____ Listed records

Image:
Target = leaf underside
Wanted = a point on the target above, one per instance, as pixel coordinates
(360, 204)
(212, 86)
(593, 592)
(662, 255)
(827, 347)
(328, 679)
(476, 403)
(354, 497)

________

*Given problem*. Rewrite the lines of the rows above as a JSON list of strings, one string per line, with blank lines omitted.

*Solution to the problem*.
[
  "Image:",
  "Target = leaf underside",
  "Wanted = a point on the target above, one per instance, as pixel coordinates",
  "(360, 204)",
  "(212, 86)",
  "(593, 592)",
  "(662, 255)",
  "(827, 347)",
  "(328, 679)",
  "(476, 403)",
  "(354, 497)"
]